> _Task instructions_: Turn all the records below into a two-column CSV with the header record,answer and one row per record. Put each record's text in the record column and its answer in the answer column, each as a single quoted field with line breaks replaced by spaces.

> _Exercise materials_:
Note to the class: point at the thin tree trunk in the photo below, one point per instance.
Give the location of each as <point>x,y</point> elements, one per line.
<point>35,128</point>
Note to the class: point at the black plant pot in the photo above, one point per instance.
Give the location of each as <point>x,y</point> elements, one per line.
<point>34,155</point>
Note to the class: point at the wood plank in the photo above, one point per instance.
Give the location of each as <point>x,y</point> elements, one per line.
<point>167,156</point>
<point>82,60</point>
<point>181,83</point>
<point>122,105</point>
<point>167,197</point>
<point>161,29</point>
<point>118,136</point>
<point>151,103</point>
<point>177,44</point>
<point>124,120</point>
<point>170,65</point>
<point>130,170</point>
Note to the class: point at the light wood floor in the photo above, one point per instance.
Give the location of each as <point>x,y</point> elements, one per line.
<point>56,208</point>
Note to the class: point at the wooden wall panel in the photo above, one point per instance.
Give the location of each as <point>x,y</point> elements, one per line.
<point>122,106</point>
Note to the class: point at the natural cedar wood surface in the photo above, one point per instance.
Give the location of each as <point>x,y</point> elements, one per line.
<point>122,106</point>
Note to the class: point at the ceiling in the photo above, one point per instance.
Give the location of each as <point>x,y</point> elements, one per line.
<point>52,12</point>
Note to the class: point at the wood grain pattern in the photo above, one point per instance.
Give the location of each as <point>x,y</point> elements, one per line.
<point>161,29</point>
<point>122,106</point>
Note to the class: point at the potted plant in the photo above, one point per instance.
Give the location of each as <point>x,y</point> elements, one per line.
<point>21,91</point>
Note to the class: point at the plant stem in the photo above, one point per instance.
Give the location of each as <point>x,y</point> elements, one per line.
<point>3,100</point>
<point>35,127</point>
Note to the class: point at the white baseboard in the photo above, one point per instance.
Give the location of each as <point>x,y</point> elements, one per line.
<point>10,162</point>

> _Solution to this task_:
record,answer
"Note to the class: point at the thin tree trunk in the photo below, one point per instance. Give the location of each as <point>x,y</point> elements, one per line.","<point>35,128</point>"
"Note to the class: point at the black plant pot in the photo above, one point per instance. Give the location of each as <point>x,y</point> elements, one per line.","<point>34,155</point>"
"Note to the class: point at the wood plank in the photo above, one point per instance. Give the location of each as <point>x,y</point> elements, one per line.","<point>167,156</point> <point>82,60</point> <point>181,83</point> <point>122,105</point> <point>167,197</point> <point>161,29</point> <point>118,136</point> <point>151,103</point> <point>177,44</point> <point>124,120</point> <point>170,65</point> <point>130,170</point>"
"Note to the class: point at the light wood floor in the photo above, one point per instance. Give the location of each as <point>x,y</point> elements, one per line.","<point>56,208</point>"
"Note to the class: point at the wooden wall panel in the photo above, one point per instance. Give the location of each as <point>x,y</point> elements, one per line.","<point>122,106</point>"
"Note to the class: point at the natural cedar wood surface in the photo above, one point per instance. Give the location of each as <point>x,y</point> elements, one per line.","<point>122,106</point>"
"Note to the class: point at the ceiling in the photo above, one point per instance. Give the location of each as <point>x,y</point> elements, one per line.","<point>52,12</point>"
"Note to the class: point at the wood grain pattern in the photo above, one point per instance. Give the location of each as <point>x,y</point> elements, one per line.","<point>161,29</point> <point>122,106</point>"
"Note to the class: point at the potted plant in the photo above, one point per instance. Give the location of each as <point>x,y</point> elements, one per line.","<point>21,91</point>"
"Note to the class: point at the plant stem in the photo above, one point per instance. Give the location of each as <point>x,y</point> elements, one per line.","<point>3,100</point> <point>35,127</point>"
"Note to the class: point at the white baseboard in the photo above, one point per instance. Give the location of each as <point>x,y</point> elements, one per line.","<point>10,162</point>"